Start of SOURCE PASSAGE

Scientists in Canada have identified a toxic chlorination by-product of chlorination in tap water, dichloroquinone, using a newly developed procedure based on liquid chromatography (LC), electrospray ionization (ESI), and tandem mass spectrometry (tandem-MS). The levels of the compound may be present at a few nanograms per litre, which the researchers suggest may represent a bladder cancer risk as well as being associated with adverse reproductive effects.
Untreated water can carry several potentially lethal diseases, including typhoid, dysentery, cholera, and diarrhoea. Treatment and disinfection through chlorination usually renders water safe to drink and helps keep these illnesses at bay, at least in those parts of the world where chlorination facilities exist.
However, some scientists are concerned that the chlorination of water itself may be a risk factor for more insidious diseases. For instance, some studies have suggested that there may be a link between drinking chlorinated tap water and an increased risk of bladder cancer. Now, researchers at the University of Alberta, in Canada, have identified a chlorination by-product that may represent a risk factor, dichloroquinone.
Xing-Fang Li and colleagues explain that common reactions between chlorinating agents and natural organic molecules in water are known to produce tiny quantities of chloroform and chlorinated acetic acid derivatives. The presence of these compounds in drinking water are tightly regulated but the team suspected that there are other compounds formed in disinfected tap water that are not, among them chlorinated quinones. The researchers point out that concentrations of such compounds were below detection thresholds previously but are now under suspicion.

End of SOURCE PASSAGE
Start of DATA EXCERPTS

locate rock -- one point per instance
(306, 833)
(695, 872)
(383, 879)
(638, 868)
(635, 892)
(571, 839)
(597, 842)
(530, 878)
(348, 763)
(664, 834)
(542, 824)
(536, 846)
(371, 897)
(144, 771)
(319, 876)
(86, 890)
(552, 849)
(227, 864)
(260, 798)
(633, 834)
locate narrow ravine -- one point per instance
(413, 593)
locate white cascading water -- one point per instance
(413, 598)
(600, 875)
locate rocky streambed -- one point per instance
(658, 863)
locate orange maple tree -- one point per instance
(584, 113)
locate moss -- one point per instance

End of DATA EXCERPTS

• **REQUIRED WORK**
1/ Answer the following from the passage on chlorination by-products in tap water.
(a) On which three techniques is the newly developed detection procedure based?
(b) Which diseases does the passage list as carried by untreated water?
(c) Which compounds are known to form in tiny quantities when chlorinating agents react with natural organic molecules in water?
2/ Extend the passage on chlorination by-products in tap water beyond its final sentence.

• **WRITTEN ANSWERS**
1/
(a) Liquid chromatography (LC), electrospray ionization (ESI), and tandem mass spectrometry (tandem-MS).
(b) Typhoid, dysentery, cholera, and diarrhoea.
(c) Chloroform and chlorinated acetic acid derivatives.

2/
Quinones are organic molecules containing a six-membered carbon ring to which are attached two oxygen atoms bound by double bonds on opposite sides of the ring; microbial activity can lead to the presence of these compounds in water. Earlier, independent work suggests that halogenated quinones, those containing chlorine or bromine, can react with DNA and proteins even at very low concentrations and cause damage to these critical biomolecules. The Canadian team has now successfully identified a representative of this class of compounds, 2,6-dichloro-1,4-benzoquinone, in chlorinated drinking water.
“The scientific understanding of drinking-water quality has advanced substantially since trihalomethanes [e.g. chloroform] were first discovered [in water] in 1974,” the team says. “Effective management of disinfection by-products health risks requires better knowledge of disinfection chemistry combined with toxicology,” the researchers add.